▶ [The input]
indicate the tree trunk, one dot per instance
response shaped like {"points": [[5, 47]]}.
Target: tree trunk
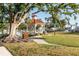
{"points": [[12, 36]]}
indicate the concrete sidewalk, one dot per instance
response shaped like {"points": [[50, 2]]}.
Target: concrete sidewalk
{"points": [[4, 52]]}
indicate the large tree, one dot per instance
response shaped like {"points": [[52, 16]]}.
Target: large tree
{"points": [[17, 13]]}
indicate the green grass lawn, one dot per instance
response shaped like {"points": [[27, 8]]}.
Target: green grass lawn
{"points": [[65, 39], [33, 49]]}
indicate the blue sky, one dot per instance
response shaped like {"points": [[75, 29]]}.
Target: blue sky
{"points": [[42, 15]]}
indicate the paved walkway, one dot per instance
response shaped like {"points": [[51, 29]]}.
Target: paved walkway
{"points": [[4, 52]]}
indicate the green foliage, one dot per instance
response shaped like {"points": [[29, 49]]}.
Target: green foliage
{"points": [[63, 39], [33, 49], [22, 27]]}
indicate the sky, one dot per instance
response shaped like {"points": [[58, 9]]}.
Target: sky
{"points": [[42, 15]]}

* * *

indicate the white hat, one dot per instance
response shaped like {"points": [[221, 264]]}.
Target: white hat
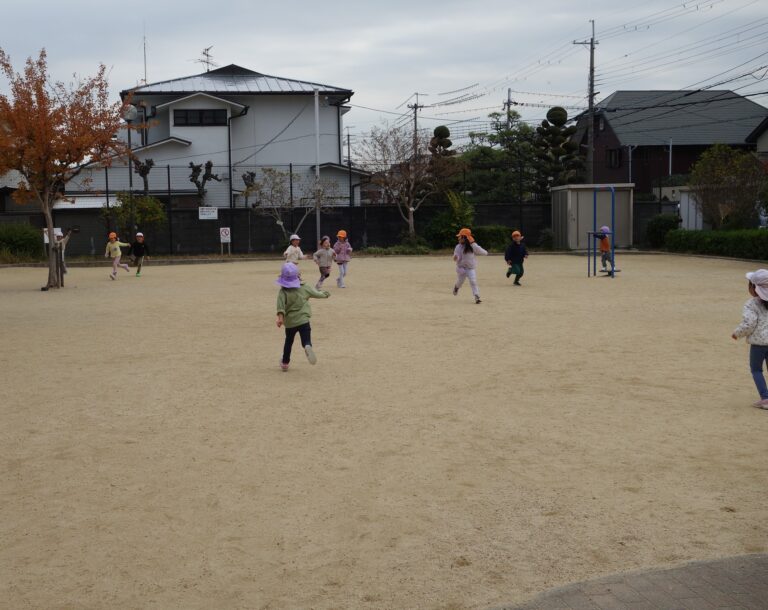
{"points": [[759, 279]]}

---

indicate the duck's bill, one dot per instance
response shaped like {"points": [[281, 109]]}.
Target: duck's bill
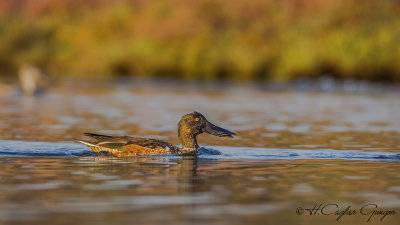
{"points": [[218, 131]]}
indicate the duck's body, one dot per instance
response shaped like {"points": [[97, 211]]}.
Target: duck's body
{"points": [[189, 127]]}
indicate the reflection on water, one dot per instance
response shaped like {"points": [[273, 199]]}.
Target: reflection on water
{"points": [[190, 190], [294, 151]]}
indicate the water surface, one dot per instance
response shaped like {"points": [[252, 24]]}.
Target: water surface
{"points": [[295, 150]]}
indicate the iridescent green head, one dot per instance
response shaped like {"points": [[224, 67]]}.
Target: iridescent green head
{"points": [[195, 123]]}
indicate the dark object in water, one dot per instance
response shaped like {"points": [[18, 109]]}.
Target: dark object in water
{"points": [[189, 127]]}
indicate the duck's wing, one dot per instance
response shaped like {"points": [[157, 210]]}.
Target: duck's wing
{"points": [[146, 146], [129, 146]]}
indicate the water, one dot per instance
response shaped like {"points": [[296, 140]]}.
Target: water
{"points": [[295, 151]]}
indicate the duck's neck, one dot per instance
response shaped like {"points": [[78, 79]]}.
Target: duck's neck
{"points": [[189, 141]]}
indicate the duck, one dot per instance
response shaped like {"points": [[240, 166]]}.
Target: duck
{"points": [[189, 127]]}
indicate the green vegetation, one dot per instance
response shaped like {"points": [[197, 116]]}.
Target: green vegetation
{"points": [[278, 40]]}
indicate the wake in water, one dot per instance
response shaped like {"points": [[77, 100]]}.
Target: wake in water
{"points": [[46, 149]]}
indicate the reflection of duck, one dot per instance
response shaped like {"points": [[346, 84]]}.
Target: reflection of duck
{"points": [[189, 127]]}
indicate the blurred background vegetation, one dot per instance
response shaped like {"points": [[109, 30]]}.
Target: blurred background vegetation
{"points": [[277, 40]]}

▶ [Exercise goal]
Above are the entries. Copy exactly the part that opens with the line containing "indicate the water, one dot per instance" and closes with the line containing "indicate the green vegetation, one", and no more.

▶ [Output]
indicate the water, one dot per instance
response shaped like {"points": [[296, 140]]}.
Target: water
{"points": [[295, 151]]}
indicate the duck's neck, one dot per instance
response shaped like {"points": [[78, 79]]}.
Target: duck's neck
{"points": [[189, 141]]}
indicate the duck, one dot per instance
response shaped like {"points": [[240, 166]]}.
Target: duck
{"points": [[189, 127]]}
indicate the green vegetation, one dot per instance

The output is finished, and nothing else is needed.